- _Task item 1_: In the forum post below about the vaccine death study, list every source of misinformation named in the passage the writer quotes from the linked article.
- _Task item 2_: Write the next few sentences of the forum post below about the vaccine death study, picking up after its final sentence.

- _Text excerpt_:
+===+

In any-case, the fact remains they in fact DO NOT KNOW if the Republican deaths were vaccinated. They are assuming as much. That is just the 1st major flaw in this. Second is that, as I mentioned, the disparity between voter pools seem large. It would be worth knowing exactly how many of where they pulled records.
Now that I think about it, I think even your question to me is wrong. Quantitative is based on real numbers. They stated they didnt have individual vaccine records. In the article you linked, they made this statement. "Despite the fact that the initial runs of Covid-19 vaccines were developed during Donald Trump’s administration, many Republicans and conservatives refused innoculation. Response to the coronavirus pandemic was politicised, resulting in many Republicans refusing to take the vaccine, either as a result of misinformation spread by conspiracy communities and right-wing media figures and lawmakers, or simply due to a lack of trust in the Biden administration." This isn't quantitative and fits the definition of qualitative; you know because this is subjective. The above, that I got from your link, is an observation. Qualitative research is based on obsevractions which are subjective. For example, you think we almost lost our country on Jan 6th when reality is we did not come close. They are mixing the two together. (which you can do btw) So in summary. They took public voter rolls, public death records and then guessed that because they voted red, they didnt take the clot shot because of politics. Which seems odd because many republicans here on this forum took the shot. For example, my entire family votes Red. I am the only member to have NOT taken it. You want so bad for your imagination to be true. It took me all of 15 minutes to blow holes in this.

+===+

(Referring expression pointing data)
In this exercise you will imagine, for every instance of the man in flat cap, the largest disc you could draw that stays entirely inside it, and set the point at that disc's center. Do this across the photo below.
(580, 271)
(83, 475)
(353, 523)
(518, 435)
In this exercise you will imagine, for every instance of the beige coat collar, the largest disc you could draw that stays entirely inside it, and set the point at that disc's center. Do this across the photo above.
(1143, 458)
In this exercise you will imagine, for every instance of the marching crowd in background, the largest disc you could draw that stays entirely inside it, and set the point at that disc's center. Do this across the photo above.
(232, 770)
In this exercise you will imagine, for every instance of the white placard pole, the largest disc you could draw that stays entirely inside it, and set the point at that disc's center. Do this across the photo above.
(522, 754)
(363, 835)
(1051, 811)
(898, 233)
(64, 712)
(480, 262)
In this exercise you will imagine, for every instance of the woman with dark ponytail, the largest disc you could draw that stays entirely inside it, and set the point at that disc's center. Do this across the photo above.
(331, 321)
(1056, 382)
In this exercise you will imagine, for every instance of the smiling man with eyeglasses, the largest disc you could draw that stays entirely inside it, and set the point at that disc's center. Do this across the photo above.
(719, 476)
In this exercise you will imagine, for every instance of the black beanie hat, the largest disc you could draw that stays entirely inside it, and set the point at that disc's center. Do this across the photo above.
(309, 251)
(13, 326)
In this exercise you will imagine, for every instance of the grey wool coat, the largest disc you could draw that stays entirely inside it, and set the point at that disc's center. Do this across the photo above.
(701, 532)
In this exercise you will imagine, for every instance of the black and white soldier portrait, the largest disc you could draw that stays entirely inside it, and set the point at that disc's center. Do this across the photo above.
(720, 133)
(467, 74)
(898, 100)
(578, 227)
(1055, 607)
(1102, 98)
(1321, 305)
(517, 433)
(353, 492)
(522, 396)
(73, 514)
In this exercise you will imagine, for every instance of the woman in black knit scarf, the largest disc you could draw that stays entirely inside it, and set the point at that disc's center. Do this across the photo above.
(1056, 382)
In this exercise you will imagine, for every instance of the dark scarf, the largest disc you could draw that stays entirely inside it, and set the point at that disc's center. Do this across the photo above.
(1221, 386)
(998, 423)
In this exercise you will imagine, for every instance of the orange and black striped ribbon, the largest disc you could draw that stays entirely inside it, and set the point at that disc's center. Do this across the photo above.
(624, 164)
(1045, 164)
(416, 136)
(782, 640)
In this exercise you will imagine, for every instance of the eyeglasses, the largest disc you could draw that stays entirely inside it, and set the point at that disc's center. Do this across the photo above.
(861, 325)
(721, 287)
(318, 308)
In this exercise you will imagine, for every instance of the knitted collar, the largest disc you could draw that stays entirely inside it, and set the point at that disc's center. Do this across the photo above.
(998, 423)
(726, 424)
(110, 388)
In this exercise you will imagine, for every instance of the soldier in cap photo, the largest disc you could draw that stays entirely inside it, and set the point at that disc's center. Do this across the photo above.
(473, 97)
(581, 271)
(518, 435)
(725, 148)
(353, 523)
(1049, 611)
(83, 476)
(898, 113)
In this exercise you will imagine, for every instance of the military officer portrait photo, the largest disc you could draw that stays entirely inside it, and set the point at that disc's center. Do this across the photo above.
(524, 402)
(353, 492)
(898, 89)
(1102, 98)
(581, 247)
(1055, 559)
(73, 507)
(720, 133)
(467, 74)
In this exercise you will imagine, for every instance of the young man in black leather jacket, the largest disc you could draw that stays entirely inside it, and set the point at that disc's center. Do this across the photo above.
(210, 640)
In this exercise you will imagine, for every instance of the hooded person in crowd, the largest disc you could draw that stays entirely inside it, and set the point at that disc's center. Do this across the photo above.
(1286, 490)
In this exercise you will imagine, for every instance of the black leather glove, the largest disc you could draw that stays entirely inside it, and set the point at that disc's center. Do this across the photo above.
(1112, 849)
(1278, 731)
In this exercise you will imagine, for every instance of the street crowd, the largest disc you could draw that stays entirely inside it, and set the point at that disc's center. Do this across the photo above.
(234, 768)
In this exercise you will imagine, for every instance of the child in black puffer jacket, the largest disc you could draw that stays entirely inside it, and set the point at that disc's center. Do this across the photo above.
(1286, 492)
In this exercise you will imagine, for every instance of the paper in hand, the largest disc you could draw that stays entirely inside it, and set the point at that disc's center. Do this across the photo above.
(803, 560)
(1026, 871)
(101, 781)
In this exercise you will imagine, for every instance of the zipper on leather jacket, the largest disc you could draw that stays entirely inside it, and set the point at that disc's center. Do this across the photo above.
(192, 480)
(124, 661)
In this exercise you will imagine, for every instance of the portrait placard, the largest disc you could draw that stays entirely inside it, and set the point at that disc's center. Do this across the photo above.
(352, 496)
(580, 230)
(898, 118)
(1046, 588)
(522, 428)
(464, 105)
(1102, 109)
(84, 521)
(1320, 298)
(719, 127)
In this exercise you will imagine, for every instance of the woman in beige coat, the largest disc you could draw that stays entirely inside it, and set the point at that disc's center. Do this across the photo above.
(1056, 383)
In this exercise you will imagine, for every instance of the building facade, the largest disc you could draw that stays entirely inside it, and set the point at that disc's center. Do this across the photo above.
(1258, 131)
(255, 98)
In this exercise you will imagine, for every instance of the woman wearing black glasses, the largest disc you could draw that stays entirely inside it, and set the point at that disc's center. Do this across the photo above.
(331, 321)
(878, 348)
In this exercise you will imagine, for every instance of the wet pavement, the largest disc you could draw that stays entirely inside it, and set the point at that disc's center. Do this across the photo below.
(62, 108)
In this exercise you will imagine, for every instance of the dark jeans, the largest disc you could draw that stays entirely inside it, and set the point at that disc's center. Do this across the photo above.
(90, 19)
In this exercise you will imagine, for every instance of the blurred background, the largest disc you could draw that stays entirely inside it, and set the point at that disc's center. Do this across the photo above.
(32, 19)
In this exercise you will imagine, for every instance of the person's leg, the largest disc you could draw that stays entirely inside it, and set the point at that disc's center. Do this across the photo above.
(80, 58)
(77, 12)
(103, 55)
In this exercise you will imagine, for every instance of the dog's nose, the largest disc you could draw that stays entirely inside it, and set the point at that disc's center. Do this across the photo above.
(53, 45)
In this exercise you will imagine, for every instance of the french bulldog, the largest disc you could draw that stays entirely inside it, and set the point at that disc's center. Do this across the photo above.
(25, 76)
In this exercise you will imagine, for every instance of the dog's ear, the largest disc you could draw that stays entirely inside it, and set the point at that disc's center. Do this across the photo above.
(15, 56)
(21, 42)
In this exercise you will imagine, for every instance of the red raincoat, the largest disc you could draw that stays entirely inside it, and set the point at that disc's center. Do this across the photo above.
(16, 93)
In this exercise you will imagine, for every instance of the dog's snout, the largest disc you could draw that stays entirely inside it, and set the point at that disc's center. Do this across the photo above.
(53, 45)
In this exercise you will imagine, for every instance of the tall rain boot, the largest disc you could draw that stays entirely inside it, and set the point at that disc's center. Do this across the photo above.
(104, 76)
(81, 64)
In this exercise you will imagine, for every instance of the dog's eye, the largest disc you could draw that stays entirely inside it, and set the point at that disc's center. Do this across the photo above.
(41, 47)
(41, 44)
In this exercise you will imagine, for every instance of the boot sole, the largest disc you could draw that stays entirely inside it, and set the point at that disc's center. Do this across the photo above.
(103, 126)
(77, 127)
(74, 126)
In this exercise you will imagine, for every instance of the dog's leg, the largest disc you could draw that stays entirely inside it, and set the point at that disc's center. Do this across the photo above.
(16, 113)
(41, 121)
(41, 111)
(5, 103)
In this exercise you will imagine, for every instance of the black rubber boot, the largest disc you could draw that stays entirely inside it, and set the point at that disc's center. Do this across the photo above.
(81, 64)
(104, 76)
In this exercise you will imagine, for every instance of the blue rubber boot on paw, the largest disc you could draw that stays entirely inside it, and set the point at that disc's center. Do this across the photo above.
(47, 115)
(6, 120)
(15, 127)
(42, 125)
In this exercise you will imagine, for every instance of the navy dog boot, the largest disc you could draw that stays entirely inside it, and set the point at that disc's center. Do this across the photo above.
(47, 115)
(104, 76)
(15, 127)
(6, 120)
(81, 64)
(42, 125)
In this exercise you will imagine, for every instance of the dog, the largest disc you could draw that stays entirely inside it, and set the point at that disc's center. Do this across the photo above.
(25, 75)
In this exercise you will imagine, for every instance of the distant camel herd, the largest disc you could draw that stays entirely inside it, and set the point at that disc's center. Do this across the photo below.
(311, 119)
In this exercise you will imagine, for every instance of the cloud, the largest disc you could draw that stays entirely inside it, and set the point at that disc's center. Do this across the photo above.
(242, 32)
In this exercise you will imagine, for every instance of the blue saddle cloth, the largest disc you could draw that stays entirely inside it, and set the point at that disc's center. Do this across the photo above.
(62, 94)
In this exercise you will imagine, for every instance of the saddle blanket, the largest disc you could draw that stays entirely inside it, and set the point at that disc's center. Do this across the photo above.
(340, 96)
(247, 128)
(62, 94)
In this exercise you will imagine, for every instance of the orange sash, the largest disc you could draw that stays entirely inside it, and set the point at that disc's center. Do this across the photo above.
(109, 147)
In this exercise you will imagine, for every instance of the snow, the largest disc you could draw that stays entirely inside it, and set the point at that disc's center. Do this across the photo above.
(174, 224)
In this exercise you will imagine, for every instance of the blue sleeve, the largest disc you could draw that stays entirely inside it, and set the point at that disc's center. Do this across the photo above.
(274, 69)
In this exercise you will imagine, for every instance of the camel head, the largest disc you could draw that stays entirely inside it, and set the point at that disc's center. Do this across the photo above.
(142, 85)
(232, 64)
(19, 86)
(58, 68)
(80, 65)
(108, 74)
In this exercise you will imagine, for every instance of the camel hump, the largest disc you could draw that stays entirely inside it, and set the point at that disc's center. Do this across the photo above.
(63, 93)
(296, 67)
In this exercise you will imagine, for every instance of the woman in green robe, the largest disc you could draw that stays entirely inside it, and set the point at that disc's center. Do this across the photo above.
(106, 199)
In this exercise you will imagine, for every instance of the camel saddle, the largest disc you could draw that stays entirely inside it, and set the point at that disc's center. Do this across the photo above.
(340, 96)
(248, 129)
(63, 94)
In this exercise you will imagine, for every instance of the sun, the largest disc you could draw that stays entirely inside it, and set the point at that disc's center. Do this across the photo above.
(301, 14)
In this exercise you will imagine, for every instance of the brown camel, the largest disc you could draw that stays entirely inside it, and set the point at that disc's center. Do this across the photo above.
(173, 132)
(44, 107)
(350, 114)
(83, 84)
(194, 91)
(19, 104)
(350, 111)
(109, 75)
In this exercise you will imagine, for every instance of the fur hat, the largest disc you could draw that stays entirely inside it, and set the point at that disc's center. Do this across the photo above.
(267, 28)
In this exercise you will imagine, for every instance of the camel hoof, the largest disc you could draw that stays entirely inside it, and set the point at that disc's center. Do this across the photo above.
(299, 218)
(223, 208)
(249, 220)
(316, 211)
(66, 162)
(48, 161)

+===+

- _Exercise response 1_:
- Conspiracy communities
- Right-wing media figures
- Lawmakers

- _Exercise response 2_:
Here is more "data" for you. Florida released numbers that their population is 69% vaccinated. Florida has a population of 21.78 million Here are their latest voter registration numbers. If truly looking at Quantitative reasoning only, meaning to leave subjectivity out of it. It is MORE LIKELY that Florida republicans are vaccinated than not. This is CDC data by age group. Florida's average age is around 42. So based on this and the above, it is even MORE LIKELY that Florida's republicans got the clot shot.
Also to note, Florida's population gets more red the older it gets. Do what you will with that. Can spin it a few ways, but that isn't objective.
i didnt say you did, i like to ask questions and clarify. its good these people died? its a "good riddance" as you say? you are pleased by the death of these people and them having left families behind. i know a guy who died, my best friend's cousin who i knew growing up. he was a nice guy. republican for sure (and overweight and diabetic). i would never say good riddance about him, regardless of his politics. i dont think of politics in these terms, and i think anyone who frames things this way is a real fucking asshole, to be honest.
Like I said, you don't know what you're talking about. Probabilities ARE facts. In fact, society itself runs on probabilistic determinations.
Well, you're wrong. From the study: "Our approach estimates “excess death rates” as the percent increase in deaths above expected deaths that are due to seasonality, geographic location, party affiliation, and age." So, you were just mouthing off. You knocked YOURSELF out.